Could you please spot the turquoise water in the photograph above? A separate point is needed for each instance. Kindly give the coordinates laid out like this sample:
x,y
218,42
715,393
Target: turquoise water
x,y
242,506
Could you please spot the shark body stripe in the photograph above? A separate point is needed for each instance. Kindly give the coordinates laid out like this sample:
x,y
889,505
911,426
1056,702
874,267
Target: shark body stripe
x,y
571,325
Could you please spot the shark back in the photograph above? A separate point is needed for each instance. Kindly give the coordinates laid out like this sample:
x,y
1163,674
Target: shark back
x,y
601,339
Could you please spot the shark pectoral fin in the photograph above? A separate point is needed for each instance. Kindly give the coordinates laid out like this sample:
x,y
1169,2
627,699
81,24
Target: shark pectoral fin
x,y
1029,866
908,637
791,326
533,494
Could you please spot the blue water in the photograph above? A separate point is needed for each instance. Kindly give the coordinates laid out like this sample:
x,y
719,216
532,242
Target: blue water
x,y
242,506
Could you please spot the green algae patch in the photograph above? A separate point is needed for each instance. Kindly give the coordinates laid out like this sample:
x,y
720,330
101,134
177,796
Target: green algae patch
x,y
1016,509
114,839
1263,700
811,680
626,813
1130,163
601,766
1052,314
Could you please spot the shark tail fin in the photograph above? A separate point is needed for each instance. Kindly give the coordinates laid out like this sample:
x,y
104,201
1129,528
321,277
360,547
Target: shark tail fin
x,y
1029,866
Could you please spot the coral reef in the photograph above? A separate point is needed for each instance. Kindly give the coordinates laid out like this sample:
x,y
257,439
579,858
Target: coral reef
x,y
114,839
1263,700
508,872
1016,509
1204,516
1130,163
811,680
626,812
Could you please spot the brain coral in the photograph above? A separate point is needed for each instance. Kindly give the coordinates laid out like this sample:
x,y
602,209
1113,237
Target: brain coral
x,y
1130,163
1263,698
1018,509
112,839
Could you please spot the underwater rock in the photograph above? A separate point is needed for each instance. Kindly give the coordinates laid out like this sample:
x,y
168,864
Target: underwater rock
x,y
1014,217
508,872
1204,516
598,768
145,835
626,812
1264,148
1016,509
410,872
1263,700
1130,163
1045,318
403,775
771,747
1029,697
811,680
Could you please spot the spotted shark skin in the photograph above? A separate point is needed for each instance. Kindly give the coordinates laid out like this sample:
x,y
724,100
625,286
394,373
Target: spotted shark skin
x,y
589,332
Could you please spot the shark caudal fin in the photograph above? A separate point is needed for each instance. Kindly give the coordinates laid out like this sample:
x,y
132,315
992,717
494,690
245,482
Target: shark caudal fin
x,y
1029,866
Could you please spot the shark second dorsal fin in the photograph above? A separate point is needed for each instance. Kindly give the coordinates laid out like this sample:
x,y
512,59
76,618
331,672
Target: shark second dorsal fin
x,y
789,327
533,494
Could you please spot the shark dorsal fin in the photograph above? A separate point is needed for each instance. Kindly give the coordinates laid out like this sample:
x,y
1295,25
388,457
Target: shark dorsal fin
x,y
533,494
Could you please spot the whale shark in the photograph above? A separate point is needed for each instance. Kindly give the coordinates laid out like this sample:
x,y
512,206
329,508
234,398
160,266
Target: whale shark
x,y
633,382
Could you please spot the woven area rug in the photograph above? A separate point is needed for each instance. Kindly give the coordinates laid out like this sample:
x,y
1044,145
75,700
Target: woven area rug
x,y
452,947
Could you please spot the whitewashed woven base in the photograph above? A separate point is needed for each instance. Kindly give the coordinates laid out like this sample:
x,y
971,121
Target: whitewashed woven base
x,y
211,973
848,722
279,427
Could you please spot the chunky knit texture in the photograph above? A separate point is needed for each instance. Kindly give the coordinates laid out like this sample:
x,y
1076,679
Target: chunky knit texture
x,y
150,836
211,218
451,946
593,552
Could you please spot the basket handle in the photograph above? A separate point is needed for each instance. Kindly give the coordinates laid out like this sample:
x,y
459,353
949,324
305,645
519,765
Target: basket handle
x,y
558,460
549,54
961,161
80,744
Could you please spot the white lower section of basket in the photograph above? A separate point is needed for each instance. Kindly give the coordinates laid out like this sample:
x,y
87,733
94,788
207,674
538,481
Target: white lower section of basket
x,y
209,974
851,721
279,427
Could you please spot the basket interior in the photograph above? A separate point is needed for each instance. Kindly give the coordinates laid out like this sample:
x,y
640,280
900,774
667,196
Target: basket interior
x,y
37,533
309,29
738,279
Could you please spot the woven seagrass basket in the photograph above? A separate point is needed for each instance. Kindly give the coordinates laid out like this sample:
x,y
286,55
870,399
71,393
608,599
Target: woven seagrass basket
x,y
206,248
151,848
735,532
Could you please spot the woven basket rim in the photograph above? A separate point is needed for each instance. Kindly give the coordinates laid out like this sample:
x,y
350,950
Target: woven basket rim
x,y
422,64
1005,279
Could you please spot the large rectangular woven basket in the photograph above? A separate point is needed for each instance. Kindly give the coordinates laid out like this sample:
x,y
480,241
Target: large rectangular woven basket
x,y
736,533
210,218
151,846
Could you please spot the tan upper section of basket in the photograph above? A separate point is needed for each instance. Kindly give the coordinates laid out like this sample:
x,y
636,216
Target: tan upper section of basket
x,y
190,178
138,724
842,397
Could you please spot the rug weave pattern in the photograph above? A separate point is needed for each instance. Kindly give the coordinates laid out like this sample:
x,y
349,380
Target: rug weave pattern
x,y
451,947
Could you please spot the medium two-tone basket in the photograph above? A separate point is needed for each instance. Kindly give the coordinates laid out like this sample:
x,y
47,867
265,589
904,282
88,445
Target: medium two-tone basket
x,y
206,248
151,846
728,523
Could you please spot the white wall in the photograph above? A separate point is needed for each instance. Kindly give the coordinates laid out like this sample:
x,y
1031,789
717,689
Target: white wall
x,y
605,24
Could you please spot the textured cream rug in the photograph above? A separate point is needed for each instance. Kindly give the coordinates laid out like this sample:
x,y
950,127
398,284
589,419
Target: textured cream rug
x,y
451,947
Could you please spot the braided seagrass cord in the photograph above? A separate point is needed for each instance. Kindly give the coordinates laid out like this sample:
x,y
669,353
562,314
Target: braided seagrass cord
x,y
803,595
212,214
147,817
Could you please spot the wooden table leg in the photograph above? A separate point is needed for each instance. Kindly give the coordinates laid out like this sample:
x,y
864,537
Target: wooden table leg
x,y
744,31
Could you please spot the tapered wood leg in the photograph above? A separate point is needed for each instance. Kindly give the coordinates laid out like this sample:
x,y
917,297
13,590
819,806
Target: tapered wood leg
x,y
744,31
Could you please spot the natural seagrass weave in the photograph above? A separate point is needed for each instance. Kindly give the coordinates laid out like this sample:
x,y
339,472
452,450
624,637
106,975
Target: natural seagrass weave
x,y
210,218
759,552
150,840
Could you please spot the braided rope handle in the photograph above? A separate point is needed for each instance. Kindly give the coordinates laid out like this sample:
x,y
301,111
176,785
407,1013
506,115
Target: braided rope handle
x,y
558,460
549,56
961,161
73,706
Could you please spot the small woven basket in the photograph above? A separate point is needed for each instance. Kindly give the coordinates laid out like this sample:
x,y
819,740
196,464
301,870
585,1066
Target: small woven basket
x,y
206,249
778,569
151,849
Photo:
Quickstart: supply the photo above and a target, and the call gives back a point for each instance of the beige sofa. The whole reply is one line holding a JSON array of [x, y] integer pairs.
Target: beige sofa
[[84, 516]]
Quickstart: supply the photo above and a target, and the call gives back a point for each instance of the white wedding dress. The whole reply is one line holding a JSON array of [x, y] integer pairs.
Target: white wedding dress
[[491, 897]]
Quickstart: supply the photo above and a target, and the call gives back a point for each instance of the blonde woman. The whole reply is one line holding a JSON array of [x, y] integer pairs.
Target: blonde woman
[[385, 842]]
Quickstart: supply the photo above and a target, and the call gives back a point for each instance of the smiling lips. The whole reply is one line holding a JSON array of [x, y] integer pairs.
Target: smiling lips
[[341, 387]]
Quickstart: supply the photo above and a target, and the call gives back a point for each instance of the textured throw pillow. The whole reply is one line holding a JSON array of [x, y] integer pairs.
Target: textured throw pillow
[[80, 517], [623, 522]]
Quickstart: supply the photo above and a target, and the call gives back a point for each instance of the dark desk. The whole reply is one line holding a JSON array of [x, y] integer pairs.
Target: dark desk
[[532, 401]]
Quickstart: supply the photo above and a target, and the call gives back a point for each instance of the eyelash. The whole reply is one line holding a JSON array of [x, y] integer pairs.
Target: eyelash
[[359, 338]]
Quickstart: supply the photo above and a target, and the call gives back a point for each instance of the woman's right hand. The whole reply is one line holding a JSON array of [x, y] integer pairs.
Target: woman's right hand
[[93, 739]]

---+---

任务说明:
请编辑从含有“of the woman's”的那一行到记录末尾的各行，将其中的“right”替换为“left”，其余内容一律不变，只给出这些行。

答案:
Quickstart: supply the photo above and a target, and the call gives back a point for each instance of the woman's left hand. The whole reply is one line holding a JSON array of [x, y] integer pairs.
Target: woman's left hand
[[93, 739]]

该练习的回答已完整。